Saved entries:
═══
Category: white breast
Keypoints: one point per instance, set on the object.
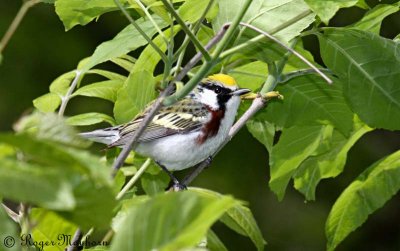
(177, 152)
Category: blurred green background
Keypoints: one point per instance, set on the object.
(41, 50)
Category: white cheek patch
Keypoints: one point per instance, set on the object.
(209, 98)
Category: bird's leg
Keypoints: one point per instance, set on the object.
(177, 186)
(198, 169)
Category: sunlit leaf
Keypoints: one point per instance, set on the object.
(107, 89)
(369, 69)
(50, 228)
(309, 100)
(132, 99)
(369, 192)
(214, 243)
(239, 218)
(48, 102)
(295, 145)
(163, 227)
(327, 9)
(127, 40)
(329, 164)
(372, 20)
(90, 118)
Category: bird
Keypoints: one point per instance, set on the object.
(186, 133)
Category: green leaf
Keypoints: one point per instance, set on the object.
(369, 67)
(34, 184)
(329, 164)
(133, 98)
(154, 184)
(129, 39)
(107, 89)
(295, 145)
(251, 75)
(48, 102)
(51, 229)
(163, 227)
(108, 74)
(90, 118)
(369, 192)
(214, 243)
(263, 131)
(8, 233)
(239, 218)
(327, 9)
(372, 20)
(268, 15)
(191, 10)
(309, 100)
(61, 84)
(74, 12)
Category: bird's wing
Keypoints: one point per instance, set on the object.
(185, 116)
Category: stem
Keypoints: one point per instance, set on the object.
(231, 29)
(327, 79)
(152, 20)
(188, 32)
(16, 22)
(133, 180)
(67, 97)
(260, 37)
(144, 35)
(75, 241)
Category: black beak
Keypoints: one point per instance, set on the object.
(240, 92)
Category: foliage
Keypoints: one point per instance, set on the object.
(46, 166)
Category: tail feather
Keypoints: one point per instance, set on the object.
═══
Transcribe every line of the items above word for word, leaving out any pictures.

▶ [Exercise solution]
Category: white breast
Keypoints: one point per instance, set on the object.
(177, 152)
Category: blurred green background
Keypoints: one point per instance, set on the object.
(41, 50)
Category: white cheek patch
Keypoints: one point per instance, set on the object.
(209, 98)
Category: bird's leg
Keypoints: one point per instance, set on the object.
(177, 186)
(198, 169)
Category: sunlit leaf
Keypoints: one point per instance, set on the object.
(107, 89)
(369, 69)
(50, 228)
(309, 100)
(132, 99)
(369, 192)
(214, 243)
(239, 218)
(48, 102)
(295, 145)
(163, 227)
(327, 9)
(127, 40)
(329, 164)
(372, 20)
(90, 118)
Category: bird
Keypoints: one point per instance, set on the object.
(186, 133)
Category: green leaf
Keypoints: one point per instance, set on the object.
(369, 67)
(34, 184)
(329, 164)
(133, 98)
(154, 184)
(129, 39)
(107, 89)
(295, 145)
(251, 75)
(48, 102)
(51, 229)
(163, 227)
(108, 74)
(90, 118)
(369, 192)
(214, 243)
(263, 131)
(8, 233)
(239, 218)
(327, 9)
(372, 20)
(268, 15)
(191, 10)
(309, 100)
(61, 84)
(74, 12)
Category: bird's wing
Keypoints: one point per instance, set on the object.
(185, 116)
Category: stem
Keypoints: one point per instance, set on the object.
(231, 29)
(327, 79)
(152, 20)
(188, 32)
(16, 22)
(133, 180)
(67, 97)
(260, 37)
(144, 35)
(75, 241)
Category: black beak
Keypoints: one point per instance, set on the object.
(240, 92)
Category: foliage
Keypoints: one point per instance, set on the object.
(46, 166)
Category: tail feather
Keypoints: one point per instance, set on the object.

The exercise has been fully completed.